→ **INSTRUCTIONS FOR THE TASK**
What is needed is an exact copy of every entry, without the pictures.

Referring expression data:

********************

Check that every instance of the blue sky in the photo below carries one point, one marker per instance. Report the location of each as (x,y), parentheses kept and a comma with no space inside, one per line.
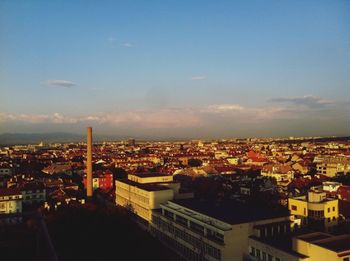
(176,68)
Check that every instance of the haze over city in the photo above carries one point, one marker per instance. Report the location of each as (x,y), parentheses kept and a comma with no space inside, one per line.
(159,69)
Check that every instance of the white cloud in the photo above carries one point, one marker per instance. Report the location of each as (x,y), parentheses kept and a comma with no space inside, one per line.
(111,39)
(218,108)
(198,77)
(128,45)
(62,83)
(307,101)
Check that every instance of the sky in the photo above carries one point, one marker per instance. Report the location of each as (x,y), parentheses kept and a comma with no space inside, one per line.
(183,69)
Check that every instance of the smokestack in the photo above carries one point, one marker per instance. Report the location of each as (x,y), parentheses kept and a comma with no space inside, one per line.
(89,162)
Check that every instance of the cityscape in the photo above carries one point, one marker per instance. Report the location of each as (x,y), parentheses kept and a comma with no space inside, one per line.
(175,130)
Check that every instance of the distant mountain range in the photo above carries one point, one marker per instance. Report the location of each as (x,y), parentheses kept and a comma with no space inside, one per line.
(63,137)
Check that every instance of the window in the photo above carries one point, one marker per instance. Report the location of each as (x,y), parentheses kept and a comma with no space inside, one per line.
(258,255)
(252,251)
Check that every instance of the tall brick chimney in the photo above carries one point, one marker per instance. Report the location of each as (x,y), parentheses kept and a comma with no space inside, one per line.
(89,162)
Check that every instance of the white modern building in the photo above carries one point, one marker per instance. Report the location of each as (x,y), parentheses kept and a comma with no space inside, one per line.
(200,230)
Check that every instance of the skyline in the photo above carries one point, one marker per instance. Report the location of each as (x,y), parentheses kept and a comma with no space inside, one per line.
(176,69)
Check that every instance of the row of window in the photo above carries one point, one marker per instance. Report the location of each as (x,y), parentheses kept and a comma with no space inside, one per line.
(214,236)
(134,196)
(261,255)
(178,247)
(195,242)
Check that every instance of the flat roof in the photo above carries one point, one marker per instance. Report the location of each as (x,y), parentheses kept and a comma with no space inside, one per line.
(145,186)
(150,175)
(283,243)
(314,236)
(231,211)
(336,243)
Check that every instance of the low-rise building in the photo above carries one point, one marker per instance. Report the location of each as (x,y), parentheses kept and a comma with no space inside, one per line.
(144,192)
(306,247)
(10,205)
(332,166)
(207,230)
(315,209)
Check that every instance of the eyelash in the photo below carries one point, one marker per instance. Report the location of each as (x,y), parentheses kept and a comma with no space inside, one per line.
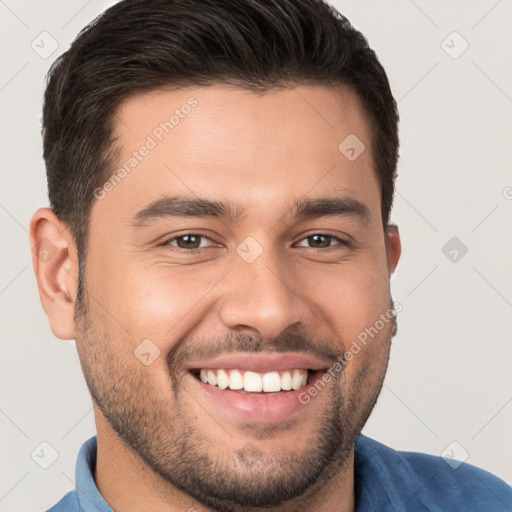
(197,250)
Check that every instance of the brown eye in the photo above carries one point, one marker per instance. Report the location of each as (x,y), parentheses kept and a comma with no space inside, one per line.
(321,241)
(189,241)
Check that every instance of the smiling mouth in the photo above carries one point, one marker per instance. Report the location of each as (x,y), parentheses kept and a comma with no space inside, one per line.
(249,382)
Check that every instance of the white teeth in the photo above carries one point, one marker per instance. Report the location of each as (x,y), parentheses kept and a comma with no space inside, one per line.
(236,380)
(286,381)
(298,379)
(222,379)
(271,382)
(252,382)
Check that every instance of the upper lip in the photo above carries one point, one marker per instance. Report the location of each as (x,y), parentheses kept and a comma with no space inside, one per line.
(261,363)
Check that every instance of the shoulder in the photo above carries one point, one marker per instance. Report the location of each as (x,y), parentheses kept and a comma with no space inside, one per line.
(69,503)
(428,482)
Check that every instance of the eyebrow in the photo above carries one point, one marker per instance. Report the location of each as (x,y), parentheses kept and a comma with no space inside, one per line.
(180,206)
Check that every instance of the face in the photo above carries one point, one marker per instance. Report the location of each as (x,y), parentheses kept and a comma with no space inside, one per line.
(241,249)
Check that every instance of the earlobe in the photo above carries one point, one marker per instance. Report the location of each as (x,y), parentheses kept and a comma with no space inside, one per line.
(393,247)
(55,261)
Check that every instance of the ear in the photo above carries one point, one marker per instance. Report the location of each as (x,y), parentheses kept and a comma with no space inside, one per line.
(393,247)
(55,261)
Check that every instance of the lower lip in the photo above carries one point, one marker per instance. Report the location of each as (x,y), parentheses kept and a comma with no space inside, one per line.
(255,407)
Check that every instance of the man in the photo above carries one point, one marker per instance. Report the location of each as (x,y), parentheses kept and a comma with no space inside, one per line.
(221,176)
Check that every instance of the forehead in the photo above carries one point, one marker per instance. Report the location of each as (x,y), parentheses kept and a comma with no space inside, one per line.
(225,142)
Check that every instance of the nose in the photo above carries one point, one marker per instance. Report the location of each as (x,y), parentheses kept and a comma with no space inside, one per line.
(260,297)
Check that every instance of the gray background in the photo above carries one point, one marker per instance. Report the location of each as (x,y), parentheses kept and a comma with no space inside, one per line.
(449,379)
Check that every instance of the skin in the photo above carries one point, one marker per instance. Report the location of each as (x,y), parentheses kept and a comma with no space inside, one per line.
(261,152)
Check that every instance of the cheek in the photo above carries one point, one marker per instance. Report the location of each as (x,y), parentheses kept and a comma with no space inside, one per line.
(164,302)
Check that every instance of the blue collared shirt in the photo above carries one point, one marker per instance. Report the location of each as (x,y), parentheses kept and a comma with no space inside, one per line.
(385,480)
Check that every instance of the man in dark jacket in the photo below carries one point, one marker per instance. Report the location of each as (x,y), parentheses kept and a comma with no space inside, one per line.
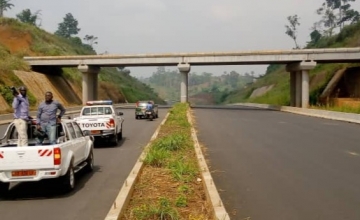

********************

→ **RESPONSE BELOW**
Check that every instance of the blue sky in the photo below carries one point, one marker per instance. Report the location of each as (x,y), parentheses kept and a comma with no space inside, one per line.
(176,68)
Check that every instance of the haze over city in the photo above carries one point, one marker per instance. Report the location of each as (x,y), parentheses kept and a comma with no space inside, one per line.
(159,69)
Check that every instance of the white cloud in the photo above carries one point, one marker per instance. Report the location of each as (x,y), parentheses kept and a comma with no space inside, one per line.
(111,39)
(218,108)
(198,77)
(128,45)
(62,83)
(307,101)
Check that every instance of the sky in the photo above carries one point, one marker per instance. Report the location of each as (x,y), parentheses kept and a comma with no space inside, one per line.
(183,69)
Check that every instance of the smokestack in the photo above carries one point, one marker per instance. Report the location of each as (x,y), parentheses kept and a comma with no space inside, one per line.
(89,162)
Check that every instance of the cityscape in the photo above carries one point, one marker per instance. Report the location of each as (x,y), parentheses kept and a comma with no space inside, one per line.
(175,130)
Check that every instance of the distant mountain range in the photo above carries one point, one marker per instance. Report the location of each as (x,y), parentheses kept and a comma with no space inside, one per line.
(63,137)
Check that every instance of the window in the photo above carries one point, one marker per instance. Report the location of each as (x,y), parentheses kept and a comma with no space inside, one per line.
(258,255)
(252,251)
Check that every instance of the tall brick chimney in the photo above carries one point, one marker per instance. Report the location of each as (x,y), parentheses kept and a comma with no space inside, one per line.
(89,162)
Check that every instance of the white modern building in the photo above carries one point, one marker per instance. Report the location of each as (x,y), parentheses kept and a comma with no space inside, one per line.
(200,230)
Check that every instance of the skyline in the photo above carries one point, one marker per instance. Report the location of each as (x,y), parentheses kept and a comma with no space inside, one per line.
(176,69)
Check that every instance of the row of window in the photo above carries one point, one marker per instance. Report the location of each as (x,y), parentheses kept and a comma with no space inside, one per line.
(214,236)
(134,196)
(261,255)
(178,247)
(195,242)
Check that every instance of the flat roof in the photo above carries one point, one marker per instance. Report the location of each as (x,y), parentheses kept and a comma with no space inside, one per line.
(145,186)
(150,175)
(283,243)
(314,236)
(231,211)
(336,243)
Check that every instance of the low-rise building in the photo above carries one point, one marker per instance. Report the location of each as (x,y), parentheses kept and a comma with no space inside, one per line.
(144,192)
(306,247)
(10,205)
(332,166)
(207,230)
(315,209)
Check that every instance of the eyelash in the photo below carries one point, one marker per instance. Report the location of each as (x,y), parentheses kept and a comma with no space inside, one per line.
(197,250)
Check that every instance of the brown eye in the photo above carries one point, one marker per instance. Report the location of each as (x,y), parentheses kept and a comma with no space inside, one per line.
(321,241)
(189,241)
Check that every instance of the smiling mouth in the photo above carries one point, one marker per instance. Report the location of each as (x,y), parentheses kept and a comma with no space inside, one per line.
(249,382)
Check that every instance of the white teeth in the photo above carries one point, one marker per instance. Report the location of each as (x,y), parentheses kept and a comma with no space inside, one per line.
(236,380)
(286,381)
(298,379)
(222,379)
(271,382)
(252,382)
Check that every instance of the upper lip in the photo above carries one point, one marker per instance. Report the location of each as (x,y), parentheses kept and a comma with no space inside, one per line.
(261,363)
Check that every instance of the shoulder in the photo above carries one point, one marker per instance. Report the location of each as (x,y), parentheses kept and a comma with no space inside, one per line.
(69,503)
(428,482)
Check that every instance of the eyebrow in the photo above carries one point, one marker per instance. Report the location of each as (x,y), parentheses kept and a comma with no space inside, one per line.
(180,206)
Check that every instance of the face in the photo above carries one point, one marker per instance. Report the location of each as (x,y), parentheses kept and a comma with no space inside, one per line.
(241,249)
Check that every instance of the earlobe in the photo above carries one point, one marker per instance. Report the location of each as (x,y), parentheses kept and a comma with no space inside, one per line.
(393,247)
(55,261)
Check that every instance of the ear in the photo above carries one point, one marker per instance. Report the location of each as (x,y), parentheses kept and a comma with no space inside, one per line.
(393,247)
(55,261)
Check that every instance of the lower lip in the photo above carries one point, one marker per instance. Report the location of each as (x,y), parentheses kept and a comma with no space inside, one per line.
(255,407)
Check that every instance of the man in the photo above carries one point, one marker per instance. Report the location of each as (x,y), parentheses kept and a comma with no space inside, one per line.
(221,176)
Check that every instance of the forehead in the photo above carries one point, one marker per instance. Report the location of each as (x,y), parentheses kept and a comma with no space inside, one per line.
(225,142)
Check that every instance of the nose in the photo above carries one point, one marker per instance. Report the location of each as (x,y), parentheses kept and a comma with no space inside, one per line.
(260,297)
Check that every instance of the gray background in the photo above carries one point, one marker per instance. Report the location of each as (x,y), parentheses kept and a comma with no space inside, one per line.
(449,379)
Check that every instance of the skin in the photo above carries one point, one marker per instance. Report the location of each as (x,y), parentheses kept and a comma with no space inside, one per line.
(261,152)
Check that every instance of the cheek in the photo above carries one point, one marker per instance. Report the location of each as (x,y), parentheses kept and a comma with no space inside, one per line.
(164,302)
Check that every instance of the blue collared shirt in the photo above carries one point, one marker per instance. Report the location of each as (x,y), parentheses kept and a comma with no space inside, one per line.
(385,480)
Check that every instance of the man in dark jacket in the photo below carries one point, one marker per instance. Report the location of each as (x,y), parentheses kept and a comma with no space inside, one per line.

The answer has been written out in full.